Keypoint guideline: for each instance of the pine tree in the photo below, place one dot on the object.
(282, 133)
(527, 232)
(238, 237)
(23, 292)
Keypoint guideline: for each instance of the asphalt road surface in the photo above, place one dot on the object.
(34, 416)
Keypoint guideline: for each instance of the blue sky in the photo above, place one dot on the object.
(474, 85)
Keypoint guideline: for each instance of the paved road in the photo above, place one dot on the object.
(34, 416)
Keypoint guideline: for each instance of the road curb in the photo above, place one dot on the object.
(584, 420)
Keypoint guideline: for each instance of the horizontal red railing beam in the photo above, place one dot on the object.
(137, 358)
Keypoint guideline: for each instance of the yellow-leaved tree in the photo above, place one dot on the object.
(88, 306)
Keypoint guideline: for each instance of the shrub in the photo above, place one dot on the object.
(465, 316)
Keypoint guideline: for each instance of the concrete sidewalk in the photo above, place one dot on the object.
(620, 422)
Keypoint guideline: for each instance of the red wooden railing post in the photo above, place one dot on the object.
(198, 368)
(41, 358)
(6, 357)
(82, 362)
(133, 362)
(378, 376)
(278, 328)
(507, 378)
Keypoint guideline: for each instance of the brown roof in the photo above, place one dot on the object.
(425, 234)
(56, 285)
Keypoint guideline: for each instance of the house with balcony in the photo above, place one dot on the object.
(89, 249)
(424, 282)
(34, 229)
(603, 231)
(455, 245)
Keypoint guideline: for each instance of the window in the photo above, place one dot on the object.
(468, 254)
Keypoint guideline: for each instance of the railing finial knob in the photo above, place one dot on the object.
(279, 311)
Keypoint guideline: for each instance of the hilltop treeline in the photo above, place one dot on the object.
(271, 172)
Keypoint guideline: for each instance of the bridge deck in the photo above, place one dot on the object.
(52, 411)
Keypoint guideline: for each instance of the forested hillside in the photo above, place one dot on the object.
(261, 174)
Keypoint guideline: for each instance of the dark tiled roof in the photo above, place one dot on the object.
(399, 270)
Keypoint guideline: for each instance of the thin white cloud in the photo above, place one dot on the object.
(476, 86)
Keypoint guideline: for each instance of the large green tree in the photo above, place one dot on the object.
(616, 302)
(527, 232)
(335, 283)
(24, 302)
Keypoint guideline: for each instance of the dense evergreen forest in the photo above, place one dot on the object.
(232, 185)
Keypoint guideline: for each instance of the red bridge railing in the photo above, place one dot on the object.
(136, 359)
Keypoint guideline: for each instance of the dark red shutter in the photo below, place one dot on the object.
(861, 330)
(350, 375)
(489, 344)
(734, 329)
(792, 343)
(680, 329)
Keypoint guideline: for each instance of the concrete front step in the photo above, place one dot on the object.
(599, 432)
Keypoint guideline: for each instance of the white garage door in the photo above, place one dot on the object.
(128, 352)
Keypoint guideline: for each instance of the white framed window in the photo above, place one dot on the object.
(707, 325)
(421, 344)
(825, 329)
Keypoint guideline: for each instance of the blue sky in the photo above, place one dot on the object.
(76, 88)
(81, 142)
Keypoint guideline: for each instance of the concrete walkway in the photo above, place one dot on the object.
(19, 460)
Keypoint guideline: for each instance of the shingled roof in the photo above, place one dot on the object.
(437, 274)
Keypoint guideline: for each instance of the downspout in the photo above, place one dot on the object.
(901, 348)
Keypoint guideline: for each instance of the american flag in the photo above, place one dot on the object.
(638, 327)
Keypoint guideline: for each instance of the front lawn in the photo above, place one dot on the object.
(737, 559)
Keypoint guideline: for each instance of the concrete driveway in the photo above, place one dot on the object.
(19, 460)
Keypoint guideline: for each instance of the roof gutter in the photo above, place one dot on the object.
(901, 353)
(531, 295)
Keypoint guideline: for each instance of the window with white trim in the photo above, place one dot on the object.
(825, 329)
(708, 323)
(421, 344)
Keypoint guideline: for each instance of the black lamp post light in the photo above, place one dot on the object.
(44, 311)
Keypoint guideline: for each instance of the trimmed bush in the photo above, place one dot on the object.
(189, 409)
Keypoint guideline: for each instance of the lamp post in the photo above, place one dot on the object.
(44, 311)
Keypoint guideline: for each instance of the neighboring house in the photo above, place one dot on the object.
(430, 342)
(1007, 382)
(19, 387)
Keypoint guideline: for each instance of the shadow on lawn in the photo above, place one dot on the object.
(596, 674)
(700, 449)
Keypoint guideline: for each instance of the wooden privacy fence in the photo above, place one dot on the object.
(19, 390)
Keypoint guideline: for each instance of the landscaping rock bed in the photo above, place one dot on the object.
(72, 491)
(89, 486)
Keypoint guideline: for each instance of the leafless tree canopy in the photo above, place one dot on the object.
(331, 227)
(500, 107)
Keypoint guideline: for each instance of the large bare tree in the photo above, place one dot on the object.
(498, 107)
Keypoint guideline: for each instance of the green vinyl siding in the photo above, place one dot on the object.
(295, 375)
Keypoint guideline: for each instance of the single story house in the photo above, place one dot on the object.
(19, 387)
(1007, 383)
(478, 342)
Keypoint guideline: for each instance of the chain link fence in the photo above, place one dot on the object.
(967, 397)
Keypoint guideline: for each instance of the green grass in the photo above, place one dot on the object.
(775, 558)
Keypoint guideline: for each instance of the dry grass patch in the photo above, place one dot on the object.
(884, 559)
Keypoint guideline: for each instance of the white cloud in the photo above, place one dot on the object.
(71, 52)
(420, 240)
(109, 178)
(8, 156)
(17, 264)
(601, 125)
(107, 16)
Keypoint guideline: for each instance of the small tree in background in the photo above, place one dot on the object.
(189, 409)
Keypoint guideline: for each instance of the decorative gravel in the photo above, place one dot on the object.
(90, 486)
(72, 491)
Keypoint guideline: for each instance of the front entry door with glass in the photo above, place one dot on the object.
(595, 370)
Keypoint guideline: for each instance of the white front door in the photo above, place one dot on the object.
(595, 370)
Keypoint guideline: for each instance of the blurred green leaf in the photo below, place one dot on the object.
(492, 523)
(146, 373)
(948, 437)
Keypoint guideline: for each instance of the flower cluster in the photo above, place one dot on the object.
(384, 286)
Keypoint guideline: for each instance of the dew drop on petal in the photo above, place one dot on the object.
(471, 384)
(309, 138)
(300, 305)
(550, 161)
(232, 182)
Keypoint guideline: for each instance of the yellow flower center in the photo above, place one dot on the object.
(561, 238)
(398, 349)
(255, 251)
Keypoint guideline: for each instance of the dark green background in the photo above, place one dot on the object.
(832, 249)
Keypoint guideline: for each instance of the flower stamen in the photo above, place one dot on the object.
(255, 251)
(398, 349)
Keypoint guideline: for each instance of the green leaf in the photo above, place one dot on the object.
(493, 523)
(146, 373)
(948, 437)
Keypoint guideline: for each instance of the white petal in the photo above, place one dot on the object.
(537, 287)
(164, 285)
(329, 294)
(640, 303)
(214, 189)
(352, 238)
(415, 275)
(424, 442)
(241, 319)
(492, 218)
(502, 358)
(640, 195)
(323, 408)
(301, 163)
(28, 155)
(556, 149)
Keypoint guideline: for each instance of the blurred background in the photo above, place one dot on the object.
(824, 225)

---------------

What you give back should be the full listing, copied exactly.

Keypoint guideline: for each instance of the pine tree in the photo below, place one dot on the object.
(282, 133)
(527, 232)
(238, 237)
(23, 292)
Keypoint guideline: for each instance of the asphalt road surface in the photo above, place one dot on the object.
(34, 416)
Keypoint guideline: for each instance of the blue sky in the photo above, place one dot on the object.
(474, 85)
Keypoint guideline: for each instance of the paved road in the photo above, place one dot on the object.
(34, 416)
Keypoint guideline: for each instance of the road curb in the photo above, place one dot on the object.
(584, 420)
Keypoint guideline: for each instance of the horizontal red railing beam in the photo above, place one dot on the object.
(137, 358)
Keypoint guideline: for each instance of the yellow-leaved tree in the photo above, place one dot on the object.
(88, 306)
Keypoint guideline: for each instance of the shrub in the photo above, place one dot on the object.
(465, 316)
Keypoint guideline: for each instance of the concrete sidewalk in the photo above, place one dot on the object.
(620, 422)
Keypoint guideline: for each instance of the red wooden railing post in the photo above, place one dot on the object.
(198, 368)
(41, 358)
(6, 357)
(82, 362)
(133, 362)
(378, 376)
(278, 328)
(507, 378)
Keypoint guideline: for each instance of the brown roof in the photo above, place one dot on the object.
(425, 234)
(56, 285)
Keypoint guideline: for each instance of the house with balcony in the photo above, place one dot on the object.
(89, 249)
(424, 282)
(34, 229)
(603, 231)
(455, 245)
Keypoint guideline: for each instance of the window in the photo above, place one dot on the object.
(468, 254)
Keypoint guideline: for each instance of the railing finial knob in the photo above, place one dot on the object.
(279, 311)
Keypoint guideline: for each instance of the hilltop treeline in the photo above, place one dot on the object.
(271, 172)
Keypoint guideline: for each instance of the bridge deck in the photo above, place one dot on the object.
(52, 411)
Keypoint guideline: for each instance of the forested hillside in the photo above, place one dot on the object.
(261, 174)
Keypoint guideline: for each instance of the dark tiled roof in the photo above, place one dot on the object.
(399, 270)
Keypoint guideline: for each instance of the thin white cloud in the photo above, place one dot on the object.
(476, 86)
Keypoint guideline: for each instance of the large green tree in the photo above, place one dot on the object.
(616, 302)
(527, 232)
(335, 283)
(24, 302)
Keypoint guideline: for each instance of the dense evergreen forest in the photo above, place one dot on the object.
(232, 185)
Keypoint guideline: for each instance of the red bridge railing in the photo above, place one dot on the object.
(136, 359)
Keypoint guideline: for each instance of the dark red shutter in the photo below, place one dot on the object.
(861, 330)
(350, 375)
(489, 344)
(734, 329)
(792, 343)
(680, 329)
Keypoint guideline: for each instance of the concrete front step in the photo above, place one dot on the object.
(599, 432)
Keypoint guideline: for each instance of the white garage door in the photo above, place one dot on the object.
(128, 352)
Keypoint guideline: for each instance of the white framed window in the photo above, place one dot on the object.
(707, 325)
(421, 344)
(825, 329)
Keypoint guideline: for each instance of the blue sky in the photo above, place one dot on the object.
(76, 88)
(81, 142)
Keypoint guideline: for each instance of the concrete walkway in the photo above, place one dot on the object.
(19, 460)
Keypoint guideline: for each instance of the shingled roof in the photo above, place one dot on the object.
(437, 274)
Keypoint guideline: for each instance of the downspout in the photo above, place one dot on the object.
(901, 348)
Keypoint guideline: for each instance of the american flag in the photo above, place one dot on the object.
(638, 327)
Keypoint guideline: for each instance of the front lawn in the photo above, place one dot on the object.
(737, 559)
Keypoint guideline: for each instance of the concrete driveway in the photo above, place one dot on the object.
(19, 460)
Keypoint guideline: for each instance of the roof gutter in the photo above, place one dot on the object.
(901, 353)
(531, 295)
Keypoint guideline: for each instance of the window with white trim in the photo above, place one dot on the object.
(825, 329)
(708, 323)
(421, 344)
Keypoint guideline: for each instance of the black lamp post light in the photo above, place one dot on the object.
(44, 311)
Keypoint guideline: for each instance of the trimmed bush in the photo above, place one dot on the object.
(189, 409)
Keypoint guideline: for each instance of the lamp post in the photo above, place one dot on the object.
(44, 311)
Keypoint guideline: for each instance of the neighboring house in the photo above, place one dot on the object.
(430, 342)
(1007, 382)
(19, 387)
Keypoint guideline: for each instance of the shadow on lawn in the photo above, place one dot on the object.
(596, 674)
(700, 449)
Keypoint guideline: for each instance of the wooden privacy fence in the photo above, place one dot on the object.
(19, 390)
Keypoint guideline: for each instance of the landscaping rock bed in the photo above, place one dot on the object.
(72, 491)
(89, 486)
Keypoint guideline: for each instance of the leafless tree canopy in the photo above, place one dot on the object.
(331, 227)
(500, 107)
Keypoint guideline: for each instance of the large bare tree in the photo above, place one dot on the object.
(498, 107)
Keypoint guideline: for each instance of the green vinyl siding in the photo above, place one dot on the object.
(295, 375)
Keypoint guideline: for each instance of the single story house in the photo above, place one dot on the object.
(19, 387)
(1007, 383)
(478, 342)
Keypoint guideline: for each instance of the chain link fence in the photo above, place one dot on the object.
(967, 397)
Keypoint guideline: for each instance of the green grass in the photo above, place one dot on the object.
(775, 558)
Keypoint guideline: for each instance of the dry grass patch in the photo above, place one dot on the object.
(884, 559)
Keypoint guideline: for each instance of the white cloud in the photo above, place one dot on the object.
(71, 52)
(420, 240)
(109, 178)
(8, 156)
(17, 264)
(601, 125)
(107, 16)
Keypoint guideline: for each instance of the small tree in background in the photo above, place one dot on the object.
(189, 409)
Keypoint guideline: for each instance of the decorative gravel in the photo above, place one dot on the object.
(90, 486)
(72, 491)
Keypoint guideline: for each instance of the front entry door with glass in the photo above, place one dot on the object.
(595, 370)
Keypoint guideline: for each instance of the white front door in the photo above, place one dot on the object.
(595, 370)
Keypoint guideline: for each instance of the blurred green leaf in the photo below, place one dot on the object.
(492, 523)
(146, 373)
(948, 437)
Keypoint guideline: for each instance of the flower cluster in the photo above, place one dot on the object.
(384, 286)
Keypoint guideline: for each instance of the dew drop on petal in the photo above, place one dot on the object.
(471, 384)
(309, 138)
(300, 305)
(550, 161)
(232, 182)
Keypoint guideline: for each instance of the yellow flower center in the photo above, place one dot on the object.
(561, 238)
(398, 349)
(255, 251)
Keypoint guideline: for each instance of the dark green background in the photo above, place one dot on the object.
(832, 249)
Keypoint guideline: for each instance of the flower stamen in the photo above, place one dot on the object.
(255, 251)
(398, 349)
Keypoint guideline: for each instance of the green leaf in the photo above, place one dot on the object.
(493, 523)
(146, 373)
(948, 437)
Keypoint guideline: for each instance of the white petal in the photo above, place one dot on the object.
(537, 287)
(164, 285)
(329, 294)
(640, 303)
(214, 189)
(352, 238)
(415, 275)
(424, 442)
(241, 319)
(492, 218)
(502, 358)
(640, 195)
(323, 408)
(301, 163)
(28, 155)
(556, 149)
Keypoint guideline: for each instance of the blurred background in the photo above, place one dot on the object.
(824, 225)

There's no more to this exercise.